**DIRECTIONS FOR THIS TASK**
How many lines in the items below contain the word "glass"? Reply with the number only.

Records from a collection
- - - -
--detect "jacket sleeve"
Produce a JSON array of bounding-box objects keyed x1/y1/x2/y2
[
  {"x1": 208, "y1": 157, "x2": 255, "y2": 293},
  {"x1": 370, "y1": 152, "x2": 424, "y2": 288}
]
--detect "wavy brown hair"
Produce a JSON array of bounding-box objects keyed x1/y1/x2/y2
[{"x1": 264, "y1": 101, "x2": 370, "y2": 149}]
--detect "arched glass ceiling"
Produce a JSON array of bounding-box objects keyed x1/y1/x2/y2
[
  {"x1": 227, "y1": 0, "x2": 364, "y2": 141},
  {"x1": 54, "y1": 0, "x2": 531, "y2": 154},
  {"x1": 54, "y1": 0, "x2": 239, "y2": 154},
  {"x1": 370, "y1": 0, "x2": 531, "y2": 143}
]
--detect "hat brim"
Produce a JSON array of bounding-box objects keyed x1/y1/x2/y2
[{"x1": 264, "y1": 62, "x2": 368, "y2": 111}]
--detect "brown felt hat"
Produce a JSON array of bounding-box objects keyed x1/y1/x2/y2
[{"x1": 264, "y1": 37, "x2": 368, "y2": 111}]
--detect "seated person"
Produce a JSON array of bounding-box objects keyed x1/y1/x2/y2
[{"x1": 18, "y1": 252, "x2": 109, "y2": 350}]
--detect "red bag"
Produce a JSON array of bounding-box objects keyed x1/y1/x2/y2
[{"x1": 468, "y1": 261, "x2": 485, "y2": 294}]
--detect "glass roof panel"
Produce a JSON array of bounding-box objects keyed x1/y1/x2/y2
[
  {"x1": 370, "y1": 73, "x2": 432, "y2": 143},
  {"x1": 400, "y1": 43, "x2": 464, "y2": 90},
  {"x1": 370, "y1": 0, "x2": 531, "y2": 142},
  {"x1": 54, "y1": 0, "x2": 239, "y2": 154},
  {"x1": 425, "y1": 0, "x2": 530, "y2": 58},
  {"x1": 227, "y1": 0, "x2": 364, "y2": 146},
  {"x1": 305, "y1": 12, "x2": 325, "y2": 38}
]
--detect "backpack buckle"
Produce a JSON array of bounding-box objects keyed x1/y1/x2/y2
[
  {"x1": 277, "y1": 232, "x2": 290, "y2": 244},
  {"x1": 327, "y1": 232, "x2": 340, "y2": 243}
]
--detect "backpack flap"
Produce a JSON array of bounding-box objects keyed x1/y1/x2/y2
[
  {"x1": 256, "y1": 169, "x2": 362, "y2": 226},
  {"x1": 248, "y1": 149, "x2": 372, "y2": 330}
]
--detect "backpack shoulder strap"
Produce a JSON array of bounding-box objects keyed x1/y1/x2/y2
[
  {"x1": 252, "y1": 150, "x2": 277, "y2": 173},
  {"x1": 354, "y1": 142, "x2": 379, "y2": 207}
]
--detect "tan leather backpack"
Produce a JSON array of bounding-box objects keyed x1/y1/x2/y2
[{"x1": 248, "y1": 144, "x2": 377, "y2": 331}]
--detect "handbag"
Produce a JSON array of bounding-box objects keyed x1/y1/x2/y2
- - - -
**RIGHT ANSWER**
2